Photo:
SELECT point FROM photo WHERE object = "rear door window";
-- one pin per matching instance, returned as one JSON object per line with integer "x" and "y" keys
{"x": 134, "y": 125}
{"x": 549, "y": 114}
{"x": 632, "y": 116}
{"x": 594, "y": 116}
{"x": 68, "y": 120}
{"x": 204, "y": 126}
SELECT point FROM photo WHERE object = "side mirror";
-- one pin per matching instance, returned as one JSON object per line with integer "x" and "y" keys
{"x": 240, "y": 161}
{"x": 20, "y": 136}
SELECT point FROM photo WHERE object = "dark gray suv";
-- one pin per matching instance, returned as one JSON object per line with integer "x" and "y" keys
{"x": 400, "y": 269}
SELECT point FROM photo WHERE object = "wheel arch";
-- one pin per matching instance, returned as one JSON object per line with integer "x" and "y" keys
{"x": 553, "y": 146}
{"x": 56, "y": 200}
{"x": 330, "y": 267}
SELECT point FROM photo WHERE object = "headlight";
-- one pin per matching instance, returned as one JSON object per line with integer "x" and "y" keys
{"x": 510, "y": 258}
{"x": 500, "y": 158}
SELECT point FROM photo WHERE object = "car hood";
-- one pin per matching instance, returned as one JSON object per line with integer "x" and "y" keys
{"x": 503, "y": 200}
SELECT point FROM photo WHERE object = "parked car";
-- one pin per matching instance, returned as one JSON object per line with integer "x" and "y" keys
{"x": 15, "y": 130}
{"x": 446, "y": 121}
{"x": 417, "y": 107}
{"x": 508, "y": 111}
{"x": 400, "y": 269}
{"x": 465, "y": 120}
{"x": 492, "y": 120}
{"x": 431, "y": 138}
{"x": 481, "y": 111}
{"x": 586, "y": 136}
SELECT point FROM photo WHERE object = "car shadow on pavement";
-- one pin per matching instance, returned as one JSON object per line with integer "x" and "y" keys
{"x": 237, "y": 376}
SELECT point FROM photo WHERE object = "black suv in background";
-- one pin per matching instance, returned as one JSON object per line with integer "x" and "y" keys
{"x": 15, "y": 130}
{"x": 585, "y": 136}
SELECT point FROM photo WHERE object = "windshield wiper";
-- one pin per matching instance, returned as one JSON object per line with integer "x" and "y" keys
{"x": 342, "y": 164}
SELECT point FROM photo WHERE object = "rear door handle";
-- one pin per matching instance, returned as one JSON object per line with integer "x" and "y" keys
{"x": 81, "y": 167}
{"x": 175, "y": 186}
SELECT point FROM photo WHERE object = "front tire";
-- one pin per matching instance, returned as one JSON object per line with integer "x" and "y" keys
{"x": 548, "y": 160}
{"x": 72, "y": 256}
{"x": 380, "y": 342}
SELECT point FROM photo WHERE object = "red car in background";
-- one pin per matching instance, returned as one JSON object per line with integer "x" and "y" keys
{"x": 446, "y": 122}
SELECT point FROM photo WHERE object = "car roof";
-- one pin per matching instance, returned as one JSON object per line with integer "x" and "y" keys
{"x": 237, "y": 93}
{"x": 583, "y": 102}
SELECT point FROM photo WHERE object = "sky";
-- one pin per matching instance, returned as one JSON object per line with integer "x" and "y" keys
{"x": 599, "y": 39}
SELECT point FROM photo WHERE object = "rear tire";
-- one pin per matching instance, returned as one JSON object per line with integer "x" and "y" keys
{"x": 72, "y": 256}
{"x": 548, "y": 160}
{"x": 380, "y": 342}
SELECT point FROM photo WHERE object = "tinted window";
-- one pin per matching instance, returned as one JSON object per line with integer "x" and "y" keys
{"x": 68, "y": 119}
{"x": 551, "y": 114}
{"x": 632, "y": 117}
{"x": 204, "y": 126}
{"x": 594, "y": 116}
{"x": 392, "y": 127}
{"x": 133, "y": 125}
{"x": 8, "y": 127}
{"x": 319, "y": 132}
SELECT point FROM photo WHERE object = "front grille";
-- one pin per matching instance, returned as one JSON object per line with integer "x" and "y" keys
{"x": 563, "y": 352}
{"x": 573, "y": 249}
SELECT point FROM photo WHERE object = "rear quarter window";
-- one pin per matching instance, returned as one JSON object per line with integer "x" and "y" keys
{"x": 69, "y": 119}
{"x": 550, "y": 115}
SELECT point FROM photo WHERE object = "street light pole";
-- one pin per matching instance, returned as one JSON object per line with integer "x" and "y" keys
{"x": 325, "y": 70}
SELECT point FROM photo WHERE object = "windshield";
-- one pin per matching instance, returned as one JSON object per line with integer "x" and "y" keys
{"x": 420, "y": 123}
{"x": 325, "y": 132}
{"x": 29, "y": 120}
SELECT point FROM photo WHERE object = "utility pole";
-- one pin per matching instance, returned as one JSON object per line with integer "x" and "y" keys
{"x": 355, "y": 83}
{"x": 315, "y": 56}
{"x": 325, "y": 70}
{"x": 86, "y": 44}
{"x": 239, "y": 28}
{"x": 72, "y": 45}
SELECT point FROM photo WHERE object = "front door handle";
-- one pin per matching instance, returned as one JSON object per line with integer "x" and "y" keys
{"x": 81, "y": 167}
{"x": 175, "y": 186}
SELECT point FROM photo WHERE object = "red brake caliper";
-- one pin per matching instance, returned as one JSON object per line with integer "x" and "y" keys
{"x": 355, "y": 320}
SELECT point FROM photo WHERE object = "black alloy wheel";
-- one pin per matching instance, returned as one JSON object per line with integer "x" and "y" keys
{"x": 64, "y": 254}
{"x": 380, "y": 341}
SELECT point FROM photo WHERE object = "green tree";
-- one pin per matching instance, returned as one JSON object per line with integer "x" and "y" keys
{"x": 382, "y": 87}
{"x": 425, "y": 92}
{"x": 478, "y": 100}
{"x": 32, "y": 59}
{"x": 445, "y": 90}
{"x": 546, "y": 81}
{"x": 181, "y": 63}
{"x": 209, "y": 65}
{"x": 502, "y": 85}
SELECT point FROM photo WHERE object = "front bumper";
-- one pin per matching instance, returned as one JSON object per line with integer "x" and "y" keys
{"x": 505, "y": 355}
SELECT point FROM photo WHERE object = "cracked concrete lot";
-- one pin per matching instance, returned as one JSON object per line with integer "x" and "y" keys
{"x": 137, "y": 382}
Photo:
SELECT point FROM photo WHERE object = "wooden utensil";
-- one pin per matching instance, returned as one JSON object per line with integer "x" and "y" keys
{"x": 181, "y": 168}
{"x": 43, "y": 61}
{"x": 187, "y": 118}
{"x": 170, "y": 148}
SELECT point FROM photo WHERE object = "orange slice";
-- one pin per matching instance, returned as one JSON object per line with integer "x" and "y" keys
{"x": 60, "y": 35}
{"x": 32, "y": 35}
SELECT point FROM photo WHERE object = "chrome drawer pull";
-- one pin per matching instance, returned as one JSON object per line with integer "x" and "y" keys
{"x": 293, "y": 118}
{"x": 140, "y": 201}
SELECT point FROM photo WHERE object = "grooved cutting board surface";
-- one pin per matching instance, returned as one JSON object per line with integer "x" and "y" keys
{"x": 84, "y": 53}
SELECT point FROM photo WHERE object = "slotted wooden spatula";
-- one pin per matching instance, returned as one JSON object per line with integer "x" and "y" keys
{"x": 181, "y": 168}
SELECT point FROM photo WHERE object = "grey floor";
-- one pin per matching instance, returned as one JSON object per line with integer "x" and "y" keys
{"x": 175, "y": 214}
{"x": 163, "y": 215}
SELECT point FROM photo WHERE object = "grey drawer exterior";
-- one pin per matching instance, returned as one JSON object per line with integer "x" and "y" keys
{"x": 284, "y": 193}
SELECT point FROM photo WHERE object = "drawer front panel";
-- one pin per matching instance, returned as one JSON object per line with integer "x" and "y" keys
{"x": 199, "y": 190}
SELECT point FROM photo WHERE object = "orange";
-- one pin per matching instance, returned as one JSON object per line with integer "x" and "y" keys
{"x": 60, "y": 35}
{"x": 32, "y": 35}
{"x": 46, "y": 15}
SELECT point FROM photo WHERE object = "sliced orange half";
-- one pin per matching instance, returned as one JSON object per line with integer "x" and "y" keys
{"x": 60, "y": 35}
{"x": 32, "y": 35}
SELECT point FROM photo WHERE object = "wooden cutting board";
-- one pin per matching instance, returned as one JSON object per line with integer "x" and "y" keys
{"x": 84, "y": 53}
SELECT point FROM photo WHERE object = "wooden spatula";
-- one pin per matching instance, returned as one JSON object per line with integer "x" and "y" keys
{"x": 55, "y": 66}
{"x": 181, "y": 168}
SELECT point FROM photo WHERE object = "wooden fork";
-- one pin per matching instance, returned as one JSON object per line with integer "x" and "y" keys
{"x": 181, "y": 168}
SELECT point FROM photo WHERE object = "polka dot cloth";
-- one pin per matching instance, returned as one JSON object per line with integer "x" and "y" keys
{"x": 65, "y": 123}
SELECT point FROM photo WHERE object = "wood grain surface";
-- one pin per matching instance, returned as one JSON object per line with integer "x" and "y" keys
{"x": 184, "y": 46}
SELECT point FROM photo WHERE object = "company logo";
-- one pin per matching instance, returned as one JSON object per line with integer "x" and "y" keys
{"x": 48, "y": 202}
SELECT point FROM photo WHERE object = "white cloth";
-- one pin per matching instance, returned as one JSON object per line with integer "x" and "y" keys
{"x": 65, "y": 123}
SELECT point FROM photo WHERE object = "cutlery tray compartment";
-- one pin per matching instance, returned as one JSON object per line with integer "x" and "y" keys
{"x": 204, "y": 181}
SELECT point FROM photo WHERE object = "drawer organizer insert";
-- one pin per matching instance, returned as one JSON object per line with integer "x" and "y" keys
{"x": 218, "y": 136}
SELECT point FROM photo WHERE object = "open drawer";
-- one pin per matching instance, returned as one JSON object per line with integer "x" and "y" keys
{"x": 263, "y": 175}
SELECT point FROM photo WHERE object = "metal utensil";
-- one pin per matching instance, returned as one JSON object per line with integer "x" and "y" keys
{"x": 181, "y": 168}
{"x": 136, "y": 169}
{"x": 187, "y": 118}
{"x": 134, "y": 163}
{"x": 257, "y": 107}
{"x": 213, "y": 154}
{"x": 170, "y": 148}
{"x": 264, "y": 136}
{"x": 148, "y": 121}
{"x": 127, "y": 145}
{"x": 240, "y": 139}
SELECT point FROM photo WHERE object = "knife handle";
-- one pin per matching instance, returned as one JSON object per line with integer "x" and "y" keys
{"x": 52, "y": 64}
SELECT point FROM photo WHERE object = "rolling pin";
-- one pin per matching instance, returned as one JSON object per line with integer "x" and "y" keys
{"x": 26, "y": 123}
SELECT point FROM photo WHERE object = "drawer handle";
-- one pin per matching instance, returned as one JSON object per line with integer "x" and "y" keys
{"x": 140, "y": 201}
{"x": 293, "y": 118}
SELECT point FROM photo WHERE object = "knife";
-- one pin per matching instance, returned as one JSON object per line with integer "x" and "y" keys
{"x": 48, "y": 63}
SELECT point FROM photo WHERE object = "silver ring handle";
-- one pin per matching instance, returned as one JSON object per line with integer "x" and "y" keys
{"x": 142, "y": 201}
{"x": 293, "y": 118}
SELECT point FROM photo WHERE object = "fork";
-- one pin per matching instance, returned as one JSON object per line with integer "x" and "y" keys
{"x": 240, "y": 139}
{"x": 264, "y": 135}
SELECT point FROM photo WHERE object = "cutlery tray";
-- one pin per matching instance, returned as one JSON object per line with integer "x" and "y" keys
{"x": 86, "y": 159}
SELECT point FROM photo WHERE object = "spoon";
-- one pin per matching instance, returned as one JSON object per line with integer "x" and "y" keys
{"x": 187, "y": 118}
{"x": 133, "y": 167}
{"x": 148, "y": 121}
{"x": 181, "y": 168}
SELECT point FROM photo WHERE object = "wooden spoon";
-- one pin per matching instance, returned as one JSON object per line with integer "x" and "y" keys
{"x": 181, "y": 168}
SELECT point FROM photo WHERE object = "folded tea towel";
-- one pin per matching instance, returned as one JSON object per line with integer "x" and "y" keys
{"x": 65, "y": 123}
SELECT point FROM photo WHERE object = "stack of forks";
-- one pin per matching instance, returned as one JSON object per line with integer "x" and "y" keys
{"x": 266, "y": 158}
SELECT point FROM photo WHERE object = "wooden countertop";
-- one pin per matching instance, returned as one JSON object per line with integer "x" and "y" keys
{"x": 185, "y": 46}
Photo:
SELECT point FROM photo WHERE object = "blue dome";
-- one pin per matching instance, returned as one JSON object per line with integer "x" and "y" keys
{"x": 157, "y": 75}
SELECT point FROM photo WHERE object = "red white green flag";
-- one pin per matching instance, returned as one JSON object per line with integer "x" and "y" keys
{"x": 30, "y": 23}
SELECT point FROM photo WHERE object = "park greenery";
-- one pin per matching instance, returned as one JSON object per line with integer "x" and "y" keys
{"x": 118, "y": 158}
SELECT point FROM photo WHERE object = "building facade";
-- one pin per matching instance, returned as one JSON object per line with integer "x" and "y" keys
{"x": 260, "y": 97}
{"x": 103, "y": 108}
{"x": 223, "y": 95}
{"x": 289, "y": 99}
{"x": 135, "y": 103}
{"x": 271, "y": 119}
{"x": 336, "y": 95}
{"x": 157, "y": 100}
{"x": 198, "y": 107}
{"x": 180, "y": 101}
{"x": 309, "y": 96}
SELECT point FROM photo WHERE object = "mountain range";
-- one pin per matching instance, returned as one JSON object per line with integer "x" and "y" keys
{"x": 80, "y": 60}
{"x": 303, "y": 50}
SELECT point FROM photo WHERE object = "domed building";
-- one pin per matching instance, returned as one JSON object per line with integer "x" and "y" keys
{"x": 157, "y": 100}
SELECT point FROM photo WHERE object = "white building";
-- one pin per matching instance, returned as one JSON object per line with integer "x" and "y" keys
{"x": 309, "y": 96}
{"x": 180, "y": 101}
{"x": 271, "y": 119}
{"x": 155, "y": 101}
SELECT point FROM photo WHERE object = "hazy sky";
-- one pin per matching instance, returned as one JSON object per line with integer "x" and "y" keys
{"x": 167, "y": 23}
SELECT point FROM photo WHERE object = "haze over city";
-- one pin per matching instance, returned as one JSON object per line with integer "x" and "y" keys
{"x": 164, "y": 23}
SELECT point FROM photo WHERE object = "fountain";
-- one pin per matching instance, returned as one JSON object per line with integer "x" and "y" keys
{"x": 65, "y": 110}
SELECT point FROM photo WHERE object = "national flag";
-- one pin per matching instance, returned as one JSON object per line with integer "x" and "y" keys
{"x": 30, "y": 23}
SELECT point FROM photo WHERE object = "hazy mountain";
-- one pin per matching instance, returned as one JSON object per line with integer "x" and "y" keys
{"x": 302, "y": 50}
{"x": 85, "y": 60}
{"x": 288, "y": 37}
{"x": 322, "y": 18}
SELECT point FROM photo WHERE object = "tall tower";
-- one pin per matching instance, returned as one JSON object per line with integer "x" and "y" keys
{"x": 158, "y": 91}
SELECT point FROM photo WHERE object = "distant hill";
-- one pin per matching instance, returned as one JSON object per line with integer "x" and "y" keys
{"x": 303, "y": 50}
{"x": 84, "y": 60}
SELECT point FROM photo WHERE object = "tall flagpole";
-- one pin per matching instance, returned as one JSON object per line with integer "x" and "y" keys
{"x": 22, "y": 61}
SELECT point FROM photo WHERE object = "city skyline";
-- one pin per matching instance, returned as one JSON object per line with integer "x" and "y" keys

EXERCISE GOAL: Pick out every line of the listing that contains the string "windshield", and copy each one unchanged.

WRITTEN ANSWER:
SELECT point FROM photo WHERE object = "windshield wiper";
SELECT point FROM photo WHERE object = "windshield";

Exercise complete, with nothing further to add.